Lesetext:
◆ ◆ ◆ ◆ ◆ ◆ ◆

In der heutigen, sich ständig im Wandel befindenden Technologie-Landschaft werden moderne Systeme wie Kubernetes häufig als neueste Innovation des Infrastruktur- und Applikationsmanagements angesehen. Doch auch in der Welt der Containerisierung und der dynamischen Skalierung gibt es Zeiten, in denen diese fortgeschrittenen Technologien mit traditionellen Systemen und Praktiken interagieren müssen.
Einen solchen Bereich stellt das Sicherstellen einer vorhersehbaren Netzwerkkonnektivität dar – besonders, wenn es um ältere Firewalls und externe Dienste geht, die verlangen, dass die Verbindung von einer bestimmten IP-Adresse ausgeht. Da uns bei Nine solche Anforderungen immer wieder begegnen, haben wir uns eine Lösung überlegen müssen: unser neues Feature Static Egress, das wir uns in diesem Artikel näher anschauen wollen.
Warum benötigen wir hierfür eine Lösung?

◆ ◆ ◆ ◆ ◆ ◆ ◆

Auszüge aus Zeigedaten

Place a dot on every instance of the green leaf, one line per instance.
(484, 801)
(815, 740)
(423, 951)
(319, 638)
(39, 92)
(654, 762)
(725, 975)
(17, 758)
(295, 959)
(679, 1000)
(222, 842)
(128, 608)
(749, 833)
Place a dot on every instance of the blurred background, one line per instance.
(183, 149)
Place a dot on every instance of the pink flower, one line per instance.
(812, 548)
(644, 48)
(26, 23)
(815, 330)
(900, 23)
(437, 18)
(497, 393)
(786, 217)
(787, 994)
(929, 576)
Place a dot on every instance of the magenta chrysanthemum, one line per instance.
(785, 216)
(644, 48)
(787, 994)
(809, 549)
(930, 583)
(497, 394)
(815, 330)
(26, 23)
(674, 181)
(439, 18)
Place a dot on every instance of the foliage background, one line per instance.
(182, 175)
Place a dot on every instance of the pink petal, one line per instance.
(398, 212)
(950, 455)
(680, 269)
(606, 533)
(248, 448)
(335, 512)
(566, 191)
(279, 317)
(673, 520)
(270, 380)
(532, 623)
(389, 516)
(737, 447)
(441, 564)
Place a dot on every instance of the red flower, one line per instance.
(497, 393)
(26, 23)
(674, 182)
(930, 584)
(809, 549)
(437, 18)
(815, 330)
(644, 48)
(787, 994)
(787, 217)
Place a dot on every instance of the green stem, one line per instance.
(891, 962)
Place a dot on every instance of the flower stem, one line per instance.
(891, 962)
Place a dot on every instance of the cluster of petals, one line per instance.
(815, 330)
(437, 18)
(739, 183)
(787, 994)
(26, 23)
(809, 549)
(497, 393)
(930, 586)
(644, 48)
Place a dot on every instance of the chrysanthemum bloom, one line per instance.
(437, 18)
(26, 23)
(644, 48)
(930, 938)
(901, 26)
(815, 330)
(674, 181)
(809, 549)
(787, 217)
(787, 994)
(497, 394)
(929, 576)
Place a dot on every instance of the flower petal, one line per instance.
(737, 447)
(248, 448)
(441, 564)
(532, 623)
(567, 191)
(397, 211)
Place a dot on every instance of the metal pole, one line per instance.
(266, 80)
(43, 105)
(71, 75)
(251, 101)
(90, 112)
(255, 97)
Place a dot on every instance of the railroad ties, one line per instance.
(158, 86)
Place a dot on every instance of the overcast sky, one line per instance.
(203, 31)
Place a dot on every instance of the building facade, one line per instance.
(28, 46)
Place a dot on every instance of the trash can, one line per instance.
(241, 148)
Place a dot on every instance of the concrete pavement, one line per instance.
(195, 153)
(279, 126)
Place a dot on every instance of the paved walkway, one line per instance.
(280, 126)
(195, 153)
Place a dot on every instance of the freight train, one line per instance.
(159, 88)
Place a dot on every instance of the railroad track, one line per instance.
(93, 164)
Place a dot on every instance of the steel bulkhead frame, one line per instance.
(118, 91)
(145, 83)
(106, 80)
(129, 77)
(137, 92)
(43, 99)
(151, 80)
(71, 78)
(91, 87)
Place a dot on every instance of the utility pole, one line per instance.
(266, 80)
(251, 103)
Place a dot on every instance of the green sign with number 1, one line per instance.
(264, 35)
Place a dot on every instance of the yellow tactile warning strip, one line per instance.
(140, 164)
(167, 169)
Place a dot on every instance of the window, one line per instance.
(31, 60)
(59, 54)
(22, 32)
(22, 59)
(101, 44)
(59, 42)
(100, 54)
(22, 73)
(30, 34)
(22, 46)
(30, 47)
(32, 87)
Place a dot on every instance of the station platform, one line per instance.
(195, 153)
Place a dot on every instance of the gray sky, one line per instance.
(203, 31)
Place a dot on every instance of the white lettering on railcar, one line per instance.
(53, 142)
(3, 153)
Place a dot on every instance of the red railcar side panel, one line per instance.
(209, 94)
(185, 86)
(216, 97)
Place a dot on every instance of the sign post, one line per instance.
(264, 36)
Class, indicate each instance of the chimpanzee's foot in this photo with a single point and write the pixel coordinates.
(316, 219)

◆ ◆ ◆ ◆ ◆ ◆ ◆

Zu erledigen:
1. Geben Sie den Absatz im Lesetext, der mit „Einen solchen Bereich“ beginnt, kürzer in zwei Sätzen wieder und behalten Sie dabei seine wesentlichen Fakten bei.
2. Wie heißt laut Lesetext das neue Feature von Nine?
3. Erklären Sie anhand des Lesetextes, warum man sich bei Nine eine Lösung überlegen musste.
Die Datensätze werden für die Bearbeitung nicht gebraucht.

Antworten je Aufgabe:
1. Ein solcher Bereich ist eine vorhersehbare Netzwerkkonnektivität, vor allem bei älteren Firewalls und externen Diensten, die eine Verbindung von einer bestimmten IP-Adresse verlangen. Weil solche Anforderungen bei Nine immer wieder auftreten, wurde dort als Lösung das neue Feature Static Egress entwickelt, das der Artikel genauer betrachtet.

2. Static Egress.

3. Bei Nine begegnen immer wieder Anforderungen von älteren Firewalls und externen Diensten, die verlangen, dass die Verbindung von einer bestimmten IP-Adresse ausgeht. Deshalb musste eine Lösung für vorhersehbare Netzwerkkonnektivität gefunden werden.